Directive: Locate each line in the listing below that contains the string "cooktop" and copy those lines.

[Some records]
════════════════════

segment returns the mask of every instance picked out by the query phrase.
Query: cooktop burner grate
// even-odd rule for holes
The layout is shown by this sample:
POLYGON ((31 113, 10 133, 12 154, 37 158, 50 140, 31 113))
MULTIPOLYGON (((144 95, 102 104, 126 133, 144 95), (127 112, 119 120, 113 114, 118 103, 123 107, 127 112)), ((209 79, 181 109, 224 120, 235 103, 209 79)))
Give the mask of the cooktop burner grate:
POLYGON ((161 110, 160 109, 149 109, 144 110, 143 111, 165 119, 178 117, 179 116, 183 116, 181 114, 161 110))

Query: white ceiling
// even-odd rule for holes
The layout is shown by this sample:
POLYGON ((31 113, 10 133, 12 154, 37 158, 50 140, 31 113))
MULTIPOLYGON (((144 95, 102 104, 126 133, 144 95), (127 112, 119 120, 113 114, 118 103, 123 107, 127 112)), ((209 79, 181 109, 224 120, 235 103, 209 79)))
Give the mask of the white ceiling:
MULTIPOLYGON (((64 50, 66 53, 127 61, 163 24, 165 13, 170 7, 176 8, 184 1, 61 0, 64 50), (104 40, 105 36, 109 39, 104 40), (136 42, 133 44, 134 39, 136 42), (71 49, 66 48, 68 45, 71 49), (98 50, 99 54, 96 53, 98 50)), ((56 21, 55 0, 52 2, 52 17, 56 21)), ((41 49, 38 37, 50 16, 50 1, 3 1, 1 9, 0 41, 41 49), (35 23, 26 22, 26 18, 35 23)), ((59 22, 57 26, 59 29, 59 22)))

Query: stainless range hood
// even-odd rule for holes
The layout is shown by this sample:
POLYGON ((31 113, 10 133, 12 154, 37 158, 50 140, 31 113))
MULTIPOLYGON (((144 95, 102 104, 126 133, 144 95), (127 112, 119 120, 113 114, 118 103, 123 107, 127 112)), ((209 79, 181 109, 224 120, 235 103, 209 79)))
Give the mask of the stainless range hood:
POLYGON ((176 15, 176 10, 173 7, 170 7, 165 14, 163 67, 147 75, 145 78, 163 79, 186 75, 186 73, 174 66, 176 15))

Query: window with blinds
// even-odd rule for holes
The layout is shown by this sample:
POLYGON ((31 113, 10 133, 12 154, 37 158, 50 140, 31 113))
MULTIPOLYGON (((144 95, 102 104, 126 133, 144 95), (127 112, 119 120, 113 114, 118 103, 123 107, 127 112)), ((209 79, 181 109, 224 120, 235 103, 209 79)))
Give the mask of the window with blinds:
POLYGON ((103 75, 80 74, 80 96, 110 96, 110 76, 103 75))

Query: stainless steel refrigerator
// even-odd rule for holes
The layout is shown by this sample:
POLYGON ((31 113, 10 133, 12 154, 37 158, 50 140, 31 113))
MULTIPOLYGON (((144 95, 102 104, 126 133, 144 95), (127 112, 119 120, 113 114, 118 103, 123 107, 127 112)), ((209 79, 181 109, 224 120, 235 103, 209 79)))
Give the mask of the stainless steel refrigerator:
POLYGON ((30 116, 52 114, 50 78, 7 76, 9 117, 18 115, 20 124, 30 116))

════════════════════

Reply to the task:
Query: cooktop burner grate
Give the mask of the cooktop burner grate:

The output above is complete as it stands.